▶ _Request 1_: Please shift every coordinate in the answers of the rows up by 86, and give back only the rows from the line with "dark trousers visible" up to and including the line with "[325, 354, 375, 447]", with the requests included.

▶ _Text passage_:
------------

# Ashera... Possibly NSFW



## PhillipM

-


----------



## Mach0

Helllllllllllo Nurse!


----------



## DannyLewis

Very pretty model. Nice photo's, I like these black and whites. Everything you have posted has been very nice work....


----------



## e.rose

Beautiful!  Love the lighting!


----------



## Mully

Great quality... nice B&W tones


----------



## Derrel

Wow...that second shot is a humdinger!


----------



## spacefuzz

Really nicely done, love the tones & clarity. What is your lighting setup?


----------



## Ysarex

I'm seconding Derrel!


----------



## PhillipM

spacefuzz said:


> Really nicely done, love the tones & clarity. What is your lighting setup?



Simple lighting.

AB800 w/beauty dish for her.
AB400 w/grid for b/g
AB400 w/sb for hair/slight kick camera right


----------



## EIngerson

Stunning!


----------



## Rgollar

Awesome pictures


----------



## Heitz

This picture makes me aspire.


----------



## O'Rork

Hmmmm, a photo or two that insight action. That's IT! I'm moving to Tennessee.


----------



## KmH

+1 on #2. Nice light in both.

Both are OK for this forum.


----------



## keith foster

I love the both!  They are both tonally perfect for B&W conversion.  I can't find a thing wrong with either shot.


----------



## timor

Fine job. Pleasure or business ?


----------



## cgipson1

Lovely! nice lighting, great outfit and poses, and a gorgeous model!


----------



## ColorExperts

Mind blowing shot excellent lighting i like her both shot !!


----------



## pic_chick

OHHH Wow they are great the lighting b&w her everything is just wow.


----------



## Nau

Beautyfull


----------



## PhillipM

Appreciate it folks.  She was a real trooper.  She drove 2.5 hours to get here, all the while sick with the flu, which if I had known that, I would have told her to stay at home.  I think she wants to come back in for another round......  We just have to figure out what we're going to shoot first.  She just had her 2nd child back earlier this year.

*Timor:* Both


----------



## Parker219

Very nice work.  If she comes back for round 2 can you pm me the definitely nsfw pics?  Ha. 

Some people find a way to mess up even with a pretty model, but you did a very good job with this lighting.


----------



## timor

PhillipM said:


> *Timor:* Both


 I know, such a business is a pleasure.


----------



## PhillipM

A different shot and edit


----------



## timor

Beauty.


----------



## deeky

I have to ask - of the first two shots, she seems to be in the same outfit, and yet the first doesn't show the larger, flesh-toned cups.  Is the removal of them post work?  If so, WOW!  That's some great post.  If it's a choice in wardrobe, the third shot in particular makes me say 'go without'.  (And yes, I'm trying to be objective to the work, not just a booby-chaser.)


----------



## Sarmad

There's nothing wrong with either shot, Black and white makes it more aspiring!


----------



## PhillipM

Thanks

Yep, I didn't like the flesh toned cups so they were replaced with the lace.  Just didn't take the time in the last one, hence the B/W version too.


----------

------------

▶ _Supplied data_:
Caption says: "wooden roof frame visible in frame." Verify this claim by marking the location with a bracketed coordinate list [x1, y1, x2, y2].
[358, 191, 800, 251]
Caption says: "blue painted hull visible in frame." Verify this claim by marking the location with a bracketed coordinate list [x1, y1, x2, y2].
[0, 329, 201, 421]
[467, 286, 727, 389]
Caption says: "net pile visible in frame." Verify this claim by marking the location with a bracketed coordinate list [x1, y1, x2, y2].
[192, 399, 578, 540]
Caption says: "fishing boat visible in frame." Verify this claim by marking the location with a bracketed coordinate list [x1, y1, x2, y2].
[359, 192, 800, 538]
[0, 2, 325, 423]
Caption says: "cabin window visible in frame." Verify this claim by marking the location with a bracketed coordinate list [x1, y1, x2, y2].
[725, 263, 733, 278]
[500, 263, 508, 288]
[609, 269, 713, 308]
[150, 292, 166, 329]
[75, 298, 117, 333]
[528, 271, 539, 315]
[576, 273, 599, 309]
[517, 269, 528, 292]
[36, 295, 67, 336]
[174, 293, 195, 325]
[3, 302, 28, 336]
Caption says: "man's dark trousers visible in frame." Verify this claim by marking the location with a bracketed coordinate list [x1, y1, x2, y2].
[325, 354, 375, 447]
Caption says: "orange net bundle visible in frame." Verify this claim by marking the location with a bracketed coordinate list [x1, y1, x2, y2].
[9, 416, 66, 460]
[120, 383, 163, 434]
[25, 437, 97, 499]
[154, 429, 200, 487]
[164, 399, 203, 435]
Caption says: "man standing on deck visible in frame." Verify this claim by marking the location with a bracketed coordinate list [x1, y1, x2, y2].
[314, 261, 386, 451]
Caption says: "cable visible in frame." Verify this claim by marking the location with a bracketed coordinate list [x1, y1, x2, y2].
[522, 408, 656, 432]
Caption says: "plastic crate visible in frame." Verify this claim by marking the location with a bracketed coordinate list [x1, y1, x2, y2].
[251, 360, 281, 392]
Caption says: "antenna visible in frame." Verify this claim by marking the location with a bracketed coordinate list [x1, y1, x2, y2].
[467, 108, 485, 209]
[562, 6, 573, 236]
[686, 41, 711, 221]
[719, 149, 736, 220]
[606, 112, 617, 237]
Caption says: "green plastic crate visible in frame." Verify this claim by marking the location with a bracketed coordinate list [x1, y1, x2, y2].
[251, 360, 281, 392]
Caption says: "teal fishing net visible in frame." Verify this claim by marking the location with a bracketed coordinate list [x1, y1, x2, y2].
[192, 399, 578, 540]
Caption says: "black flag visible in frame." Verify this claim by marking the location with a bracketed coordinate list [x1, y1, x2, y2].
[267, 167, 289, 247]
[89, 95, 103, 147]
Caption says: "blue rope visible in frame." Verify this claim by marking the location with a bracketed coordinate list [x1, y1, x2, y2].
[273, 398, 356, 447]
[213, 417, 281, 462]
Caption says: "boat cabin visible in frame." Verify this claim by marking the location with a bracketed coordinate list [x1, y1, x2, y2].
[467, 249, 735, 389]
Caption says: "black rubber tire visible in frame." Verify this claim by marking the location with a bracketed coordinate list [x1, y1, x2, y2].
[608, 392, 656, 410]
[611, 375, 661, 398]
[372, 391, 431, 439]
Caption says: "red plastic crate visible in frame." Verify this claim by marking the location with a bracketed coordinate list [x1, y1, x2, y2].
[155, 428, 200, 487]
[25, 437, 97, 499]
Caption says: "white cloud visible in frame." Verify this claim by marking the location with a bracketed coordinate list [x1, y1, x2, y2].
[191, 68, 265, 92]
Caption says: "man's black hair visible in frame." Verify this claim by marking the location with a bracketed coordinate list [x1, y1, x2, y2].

------------

▶ _Request 2_: Repeat the forum thread from "Very pretty model." up to and including "Love the lighting!", substituting "light" for "lighting".

▶ _Full solution 1_:
Caption says: "man's dark trousers visible in frame." Verify this claim by marking the location with a bracketed coordinate list [x1, y1, x2, y2].
[411, 440, 461, 533]

▶ _Full solution 2_:
Very pretty model. Nice photo's, I like these black and whites. Everything you have posted has been very nice work....


----------



## e.rose

Beautiful!  Love the light!